## Textauszug
■ ■ ■ ■
Ein Beispiel dafür sind die großen Sprachmodelle wie ChatGPT. Wir wollen diese nutzen, um mit einer LenzeGPT-Applikation Produkt-, Anwendungs- und Servicewissen einfacher zugänglich zu machen und schnell eine passende Antwort mit zugehöriger Referenz zu bekommen, ohne dass Informationen mühsam in Handbüchern und PDF-Dokumenten gesucht und gelesen werden müssen. So können wir auch eine jüngere Generation ansprechen. DOCK ONE, das Digital- und Innovations­labor der Lenze Gruppe mit Sitz in Bremen, welches sämtliche Kompetenzen hinsichtlich KI und Digitalisierung bündelt, ist hier hochaktiv.

Ein anderes Beispiel sind umrichtergesteuerte Antriebssysteme: Die Nutzung der Daten dieser Systeme bietet – ganz ohne zusätzliche Sensoren – ein großes Potenzial für die kostenoptimale Zustandsüberwachung. Durch Anwendung von Domänenwissen und KI auf die bestehenden Daten der Antriebe lassen sich potenzielle Schäden und Verschleiß sowohl in den Antrieben als auch in der eigentlichen Maschine vorzeitig erkennen und das Eintreten eines teuren Anlagenstillstands vermeiden.
■ ■ ■ ■
## Bereitgestellte Daten
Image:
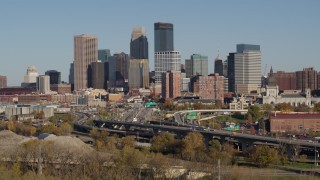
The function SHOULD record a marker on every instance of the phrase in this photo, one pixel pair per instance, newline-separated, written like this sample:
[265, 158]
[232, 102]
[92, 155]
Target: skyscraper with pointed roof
[218, 66]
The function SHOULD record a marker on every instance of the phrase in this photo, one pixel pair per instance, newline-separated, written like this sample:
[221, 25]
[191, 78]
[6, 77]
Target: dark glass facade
[103, 54]
[218, 67]
[163, 37]
[139, 48]
[55, 76]
[231, 78]
[247, 47]
[96, 78]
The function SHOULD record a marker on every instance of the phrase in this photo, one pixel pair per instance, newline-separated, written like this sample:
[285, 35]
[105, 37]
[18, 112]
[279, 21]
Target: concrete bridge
[179, 115]
[242, 141]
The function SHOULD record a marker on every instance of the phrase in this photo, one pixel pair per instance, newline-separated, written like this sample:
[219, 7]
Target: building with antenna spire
[218, 65]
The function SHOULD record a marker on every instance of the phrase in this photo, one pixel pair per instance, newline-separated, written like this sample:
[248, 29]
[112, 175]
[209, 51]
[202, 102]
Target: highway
[213, 133]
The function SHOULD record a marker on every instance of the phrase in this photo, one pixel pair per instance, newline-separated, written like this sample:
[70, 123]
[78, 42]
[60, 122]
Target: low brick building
[61, 88]
[294, 122]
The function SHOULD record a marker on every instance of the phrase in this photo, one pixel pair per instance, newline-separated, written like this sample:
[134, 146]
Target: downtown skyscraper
[247, 68]
[166, 59]
[85, 53]
[197, 65]
[138, 63]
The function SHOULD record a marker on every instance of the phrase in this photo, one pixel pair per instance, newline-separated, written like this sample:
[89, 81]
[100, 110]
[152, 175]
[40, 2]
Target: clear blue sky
[40, 32]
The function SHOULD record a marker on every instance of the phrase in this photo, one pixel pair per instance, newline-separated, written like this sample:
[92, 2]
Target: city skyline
[34, 33]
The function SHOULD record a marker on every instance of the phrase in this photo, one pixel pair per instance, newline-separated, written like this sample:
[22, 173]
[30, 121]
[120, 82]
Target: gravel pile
[10, 141]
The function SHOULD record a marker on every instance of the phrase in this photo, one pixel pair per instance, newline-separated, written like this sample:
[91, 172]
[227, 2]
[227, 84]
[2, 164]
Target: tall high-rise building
[165, 58]
[163, 37]
[307, 78]
[247, 68]
[166, 61]
[85, 53]
[231, 74]
[43, 84]
[197, 65]
[31, 75]
[318, 80]
[55, 76]
[71, 76]
[138, 73]
[103, 54]
[285, 80]
[225, 69]
[139, 44]
[138, 63]
[118, 69]
[3, 81]
[209, 87]
[218, 66]
[171, 84]
[96, 78]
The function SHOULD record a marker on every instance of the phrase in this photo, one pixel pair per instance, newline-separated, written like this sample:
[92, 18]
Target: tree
[128, 141]
[11, 126]
[254, 111]
[284, 107]
[267, 108]
[193, 147]
[164, 143]
[316, 107]
[264, 156]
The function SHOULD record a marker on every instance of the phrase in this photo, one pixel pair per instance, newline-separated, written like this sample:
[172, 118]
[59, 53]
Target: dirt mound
[70, 144]
[9, 141]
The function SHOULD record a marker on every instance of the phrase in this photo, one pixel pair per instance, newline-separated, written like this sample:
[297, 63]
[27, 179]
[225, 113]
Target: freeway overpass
[244, 141]
[178, 116]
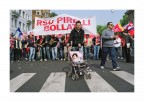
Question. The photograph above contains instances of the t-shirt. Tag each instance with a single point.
(87, 42)
(117, 42)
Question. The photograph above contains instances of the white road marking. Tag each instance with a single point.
(18, 81)
(55, 83)
(98, 84)
(125, 76)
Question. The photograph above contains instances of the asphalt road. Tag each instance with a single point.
(44, 69)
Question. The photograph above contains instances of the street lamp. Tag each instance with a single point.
(112, 11)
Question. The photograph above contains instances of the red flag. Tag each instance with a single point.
(118, 28)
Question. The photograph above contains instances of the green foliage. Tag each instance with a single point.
■ ■ ■ ■
## Aufgabenstellung
Gib bitte den Abschnitt aus dem Text über KI bei Lenze wortgetreu wieder, beginnend mit „Ein Beispiel dafür“ und fortlaufend bis einschließlich „ist hier hochaktiv.“.

## Lösung
Ein Beispiel dafür sind die großen Sprachmodelle wie ChatGPT. Wir wollen diese nutzen, um mit einer LenzeGPT-Applikation Produkt-, Anwendungs- und Servicewissen einfacher zugänglich zu machen und schnell eine passende Antwort mit zugehöriger Referenz zu bekommen, ohne dass Informationen mühsam in Handbüchern und PDF-Dokumenten gesucht und gelesen werden müssen. So können wir auch eine jüngere Generation ansprechen. DOCK ONE, das Digital- und Innovations­labor der Lenze Gruppe mit Sitz in Bremen, welches sämtliche Kompetenzen hinsichtlich KI und Digitalisierung bündelt, ist hier hochaktiv.